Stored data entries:
********************
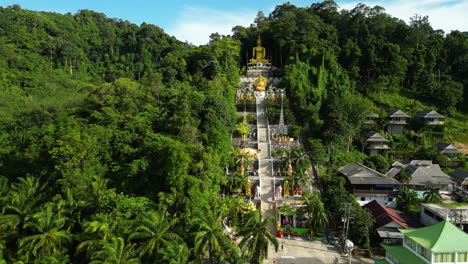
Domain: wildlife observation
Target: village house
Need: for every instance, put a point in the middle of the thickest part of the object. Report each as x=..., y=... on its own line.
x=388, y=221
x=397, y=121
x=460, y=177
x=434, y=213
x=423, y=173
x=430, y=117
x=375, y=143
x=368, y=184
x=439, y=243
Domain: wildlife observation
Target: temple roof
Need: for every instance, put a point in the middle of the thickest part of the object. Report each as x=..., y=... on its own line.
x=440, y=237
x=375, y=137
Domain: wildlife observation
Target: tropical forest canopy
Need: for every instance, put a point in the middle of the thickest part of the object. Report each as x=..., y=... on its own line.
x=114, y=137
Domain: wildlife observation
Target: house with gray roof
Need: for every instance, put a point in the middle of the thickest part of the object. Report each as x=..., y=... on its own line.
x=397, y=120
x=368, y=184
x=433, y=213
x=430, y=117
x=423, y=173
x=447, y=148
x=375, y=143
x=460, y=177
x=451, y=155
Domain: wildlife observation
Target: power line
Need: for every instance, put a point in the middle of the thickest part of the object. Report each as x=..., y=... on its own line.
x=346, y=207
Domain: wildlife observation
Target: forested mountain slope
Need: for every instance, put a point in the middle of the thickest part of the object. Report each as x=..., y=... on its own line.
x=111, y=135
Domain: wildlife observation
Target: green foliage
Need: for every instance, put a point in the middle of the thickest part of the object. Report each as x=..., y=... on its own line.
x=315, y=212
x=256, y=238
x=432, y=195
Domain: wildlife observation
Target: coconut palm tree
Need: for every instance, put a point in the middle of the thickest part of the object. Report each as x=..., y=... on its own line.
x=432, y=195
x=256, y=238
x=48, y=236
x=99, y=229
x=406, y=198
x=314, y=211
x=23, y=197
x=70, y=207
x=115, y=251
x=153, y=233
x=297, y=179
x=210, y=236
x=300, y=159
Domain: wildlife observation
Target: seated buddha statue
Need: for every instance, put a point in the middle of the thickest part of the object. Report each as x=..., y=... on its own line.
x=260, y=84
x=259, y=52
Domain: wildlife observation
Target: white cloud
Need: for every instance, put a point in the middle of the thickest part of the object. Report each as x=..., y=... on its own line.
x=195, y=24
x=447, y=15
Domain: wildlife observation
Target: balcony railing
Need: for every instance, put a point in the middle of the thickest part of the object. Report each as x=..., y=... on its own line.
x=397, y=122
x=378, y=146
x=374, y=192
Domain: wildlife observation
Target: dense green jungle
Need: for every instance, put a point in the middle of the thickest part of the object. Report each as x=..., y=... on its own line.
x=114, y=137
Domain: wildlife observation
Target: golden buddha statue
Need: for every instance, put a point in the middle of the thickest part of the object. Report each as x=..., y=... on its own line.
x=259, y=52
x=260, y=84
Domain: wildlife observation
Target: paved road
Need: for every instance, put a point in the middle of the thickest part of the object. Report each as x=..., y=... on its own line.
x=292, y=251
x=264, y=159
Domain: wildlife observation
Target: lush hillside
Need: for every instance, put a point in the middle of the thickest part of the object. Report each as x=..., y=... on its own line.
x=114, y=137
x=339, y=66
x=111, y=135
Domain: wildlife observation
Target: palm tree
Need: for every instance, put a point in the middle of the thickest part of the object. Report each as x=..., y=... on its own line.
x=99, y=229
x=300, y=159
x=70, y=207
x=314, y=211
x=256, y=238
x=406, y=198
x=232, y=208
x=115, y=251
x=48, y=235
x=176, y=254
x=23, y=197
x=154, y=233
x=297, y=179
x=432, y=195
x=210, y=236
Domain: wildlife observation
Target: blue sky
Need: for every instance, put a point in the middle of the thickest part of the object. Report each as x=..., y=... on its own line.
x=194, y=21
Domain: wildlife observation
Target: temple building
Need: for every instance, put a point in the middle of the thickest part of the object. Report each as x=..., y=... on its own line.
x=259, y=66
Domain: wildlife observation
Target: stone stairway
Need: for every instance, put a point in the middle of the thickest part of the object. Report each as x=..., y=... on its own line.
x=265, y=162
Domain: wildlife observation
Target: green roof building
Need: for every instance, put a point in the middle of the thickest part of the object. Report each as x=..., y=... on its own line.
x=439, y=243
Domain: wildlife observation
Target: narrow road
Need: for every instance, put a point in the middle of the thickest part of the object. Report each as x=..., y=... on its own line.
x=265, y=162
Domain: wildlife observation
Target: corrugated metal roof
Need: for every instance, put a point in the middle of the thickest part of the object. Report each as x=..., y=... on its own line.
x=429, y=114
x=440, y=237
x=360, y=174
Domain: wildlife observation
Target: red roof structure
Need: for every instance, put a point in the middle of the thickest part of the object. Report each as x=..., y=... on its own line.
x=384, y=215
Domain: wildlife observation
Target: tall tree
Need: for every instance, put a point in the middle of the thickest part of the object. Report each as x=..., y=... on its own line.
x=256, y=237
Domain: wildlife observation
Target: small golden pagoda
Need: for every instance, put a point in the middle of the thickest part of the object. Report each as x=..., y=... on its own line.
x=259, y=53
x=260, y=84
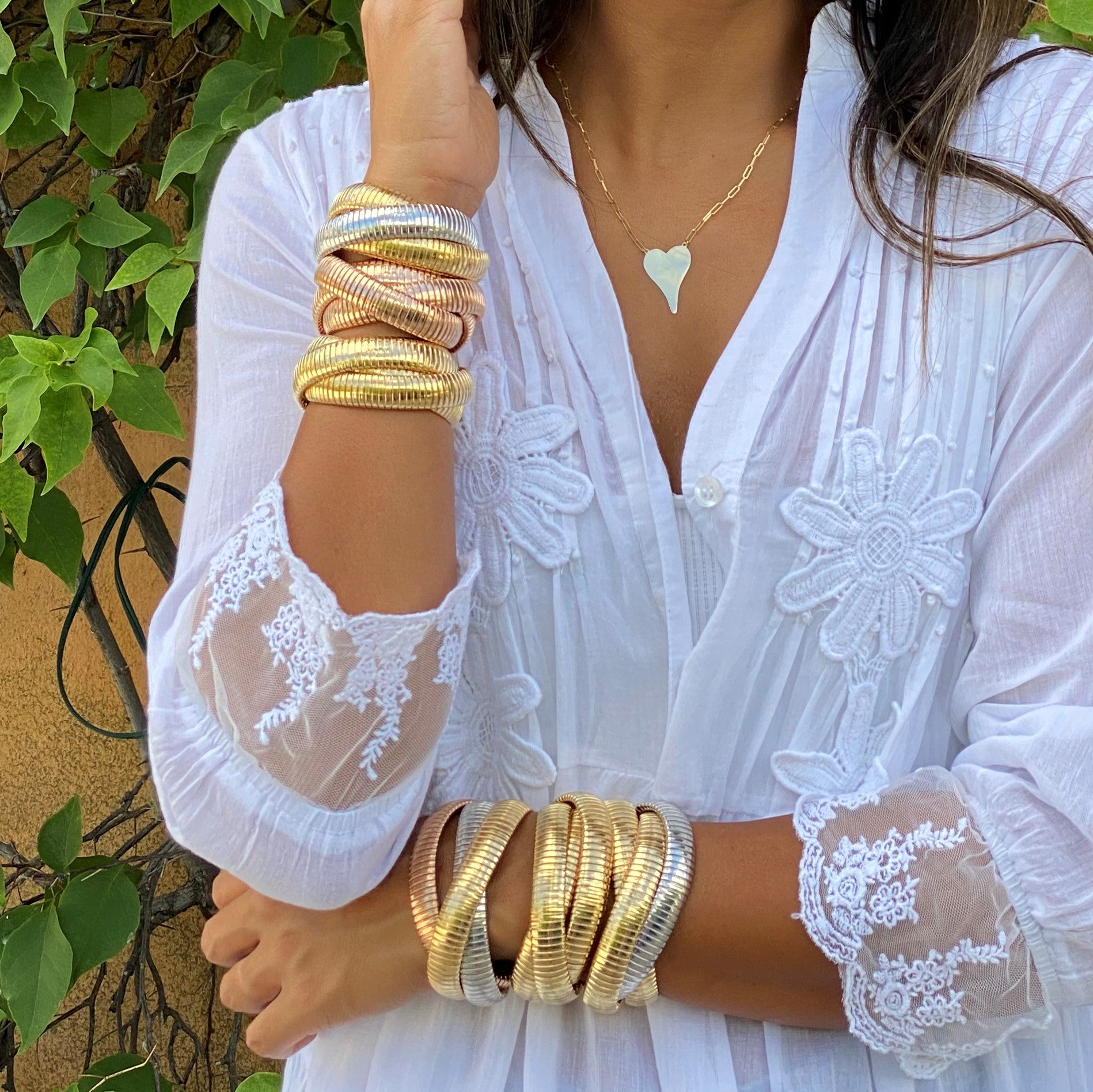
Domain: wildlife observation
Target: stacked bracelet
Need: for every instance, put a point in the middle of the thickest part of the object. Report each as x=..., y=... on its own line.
********************
:: Work request ::
Each record above has to be written out again in full, but its pictures must not be.

:: Result for this task ::
Domain: wildlife observation
Target: village house
Need: for every instance, put a point in the middle of the thickest part of the object. Report each as x=..., y=... on its own line.
x=388, y=221
x=397, y=121
x=460, y=177
x=434, y=213
x=423, y=173
x=430, y=117
x=375, y=143
x=368, y=184
x=439, y=243
Domain: wildlife observation
Target: temple roof
Need: for every instance, put a point in the middle of the thickest part of the object. Report each as x=..., y=... on its own line.
x=440, y=237
x=375, y=137
Domain: wildlife observation
Target: tropical forest canopy
Need: for every instance, put a point in the middle of the thickest part of the object. Report each as x=..., y=... on its own line.
x=114, y=137
Domain: wildlife observation
Target: house with gray roof
Need: for every instance, put a point in the middle of the thickest part of the object. Report each as x=..., y=... on its own line.
x=397, y=120
x=368, y=184
x=433, y=213
x=430, y=117
x=423, y=173
x=447, y=148
x=375, y=143
x=460, y=177
x=451, y=155
Domain: wildlife observation
Target: power line
Need: for every instance, put a point in the middle of the thickest part of the object. Report each as x=..., y=... on its own line.
x=346, y=207
Domain: wildlife observation
Target: forested mountain slope
Need: for every instance, put a point in the middle of the thickest part of the object. Report each as x=..., y=... on its own line.
x=111, y=135
Domain: wildlife observation
Target: green foliage
Need: for every instance, put a point in the middle of the thickest part of the object. Report each as x=..., y=... on its own line.
x=315, y=212
x=256, y=238
x=432, y=195
Domain: wildlife observation
Target: coconut palm tree
Need: for every instance, put a point in the middle of the thickest part of the object. Report each as x=..., y=... on its own line.
x=432, y=195
x=256, y=238
x=48, y=236
x=99, y=229
x=406, y=198
x=314, y=211
x=23, y=197
x=70, y=207
x=115, y=251
x=153, y=233
x=297, y=179
x=210, y=236
x=300, y=159
Domain: wildlife observation
Target: seated buddha statue
Need: for every instance, put a point in the middle of the thickest part of the object. Report each as x=..., y=... on its own line.
x=260, y=84
x=259, y=52
Domain: wildlife observation
Target: white cloud
Need: for every instance, put a point in the middle of the thickest part of the object. Report each as x=..., y=... on its own line.
x=195, y=24
x=447, y=15
Domain: wildlife observation
Target: balcony railing
Need: for every instance, put a point in the middle of the thickest part of the object. Report each as x=..., y=... on its own line.
x=397, y=122
x=378, y=146
x=374, y=192
Domain: wildlife observation
Target: dense green jungle
Need: for every instance, put a point in the middle of the thickest part of the object. Report each as x=..., y=... on its own line.
x=114, y=137
Domain: wildlife observation
Target: golden buddha statue
Need: for every instance, put a point in the middle of the thickest part of the object. Report each as x=..., y=... on its own line.
x=259, y=52
x=260, y=84
Domain: wildlife observation
Target: paved road
Need: for every instance, put a point in the middle of the thickest part of the object. Report each as x=..., y=... on its own line.
x=292, y=251
x=264, y=159
Domain: wildlife observation
Target: lush hillside
Need: for every instance, put a point in the middle of the thickest part of the object. Report each as x=..., y=... on its own line.
x=114, y=137
x=339, y=66
x=111, y=135
Domain: wildlife observation
Target: palm tree
Need: for every instance, put a point in the middle of the thickest part of the object. Report each as x=..., y=... on its own line.
x=99, y=229
x=300, y=159
x=70, y=207
x=314, y=211
x=256, y=238
x=406, y=198
x=232, y=208
x=115, y=251
x=48, y=235
x=176, y=254
x=23, y=197
x=154, y=233
x=297, y=179
x=432, y=195
x=210, y=236
Domain: wildlife observation
Target: blue sky
Need: for every instance, put a point in the middle of the thickest part of the object. Report each as x=..., y=... on its own line.
x=194, y=21
Domain: wildlife observation
Target: temple building
Need: for every instance, put a point in the middle of the thickest part of the object. Report each as x=..., y=... on its own line.
x=259, y=66
Domain: wildlife observation
Target: stone stairway
Need: for every instance, put a point in the middle of the thickest part of the object. Report each as x=..., y=... on its own line.
x=265, y=162
Domain: wildlife observation
Target: green roof building
Need: for every instance, put a point in the middle of the thickest part of the object. Report each as x=..., y=... on its own line.
x=439, y=243
Domain: wildlife observation
Target: narrow road
Need: for every instance, put a point in the middle of the thickest part of the object. Report each as x=..., y=... on its own line.
x=265, y=162
Domain: wildlife observation
Target: corrugated metal roof
Need: for every instance, put a point in the middle of the thickest part of the object. Report each as x=..., y=... on its own line.
x=429, y=114
x=440, y=237
x=360, y=174
Domain: wildlife observation
Target: red roof structure
Need: for every instance, put a point in the middle of the thickest part of the object. Report each as x=..., y=... on its own line.
x=384, y=215
Domain: wildlife observation
Target: tall tree
Need: for every instance, put a point in the middle of the thickest part of the object. Report each as x=..., y=... on its own line.
x=256, y=237
Domain: wildlife observation
Target: small golden pagoda
Need: for every instance, put a point in the middle of the thickest part of the object. Report each as x=..., y=... on its own line.
x=259, y=53
x=260, y=84
Domain: wildlife observation
Target: stacked bracelet
Need: for every instance, put a point in the middle of the thickest part of the object. Report each as x=..., y=... on its own line.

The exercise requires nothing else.